Show each line in the records below that contains the word "photo", copying every such line in full.

# Input
○ ○ ○ ○ ○
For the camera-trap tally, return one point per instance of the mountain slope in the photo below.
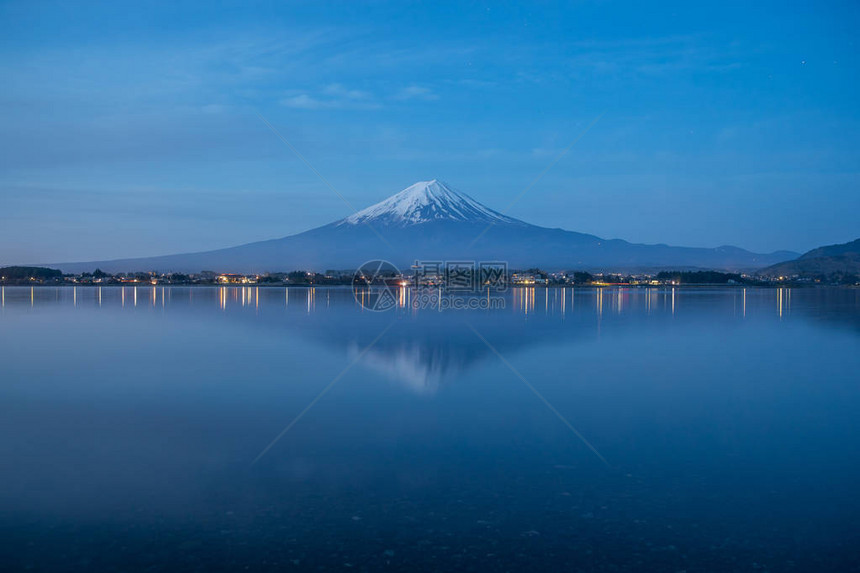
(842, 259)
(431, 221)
○ ○ ○ ○ ○
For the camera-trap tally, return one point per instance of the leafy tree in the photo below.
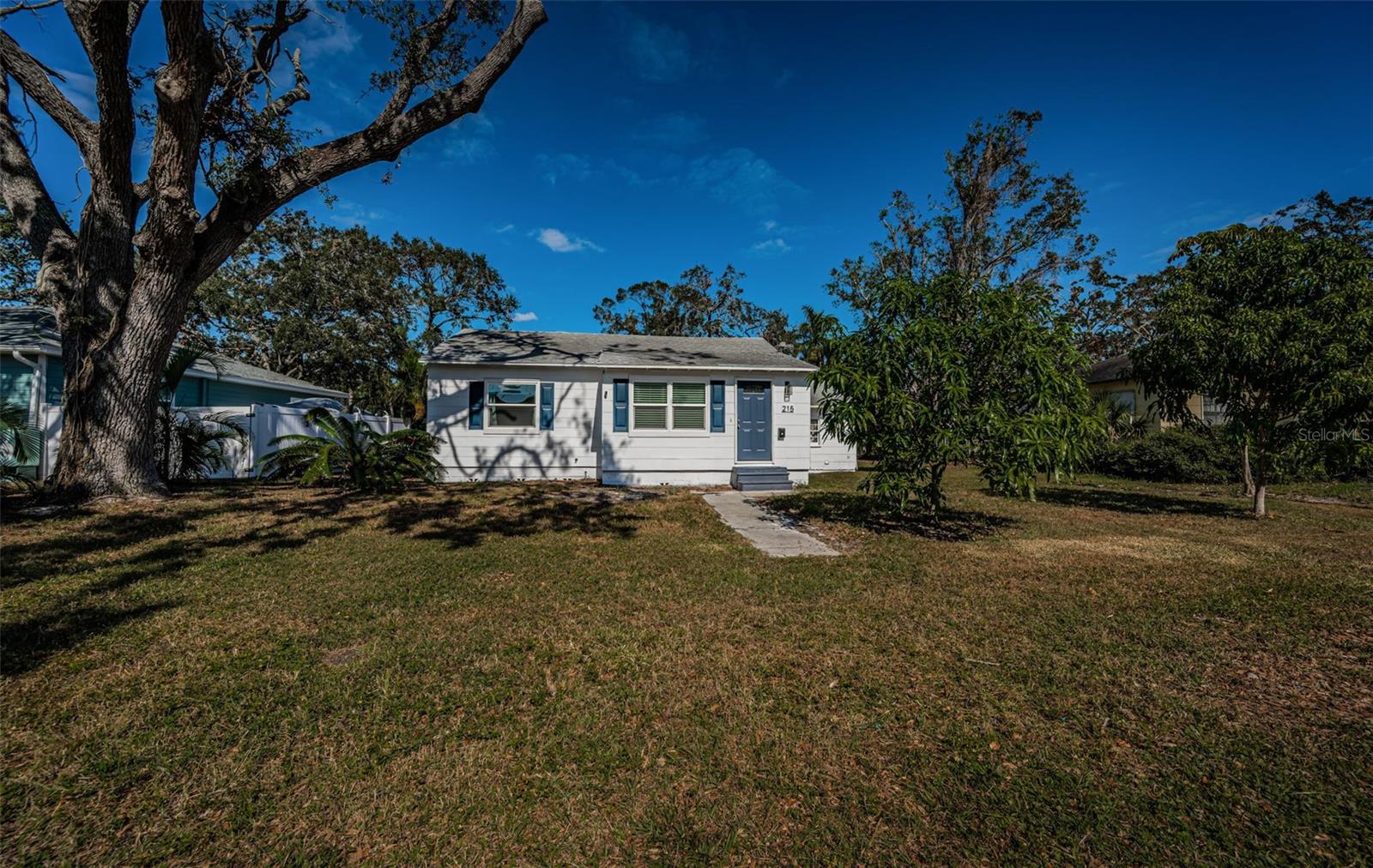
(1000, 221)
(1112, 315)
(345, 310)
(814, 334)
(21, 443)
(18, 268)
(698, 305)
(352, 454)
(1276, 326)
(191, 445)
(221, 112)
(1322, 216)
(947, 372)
○ ○ ○ ○ ○
# Expected answer
For the camera-trap tally, return one point per instance of the mountain slope in the photo below.
For the camera-trap tally, return one point per instance of the leafy tree in the photo below.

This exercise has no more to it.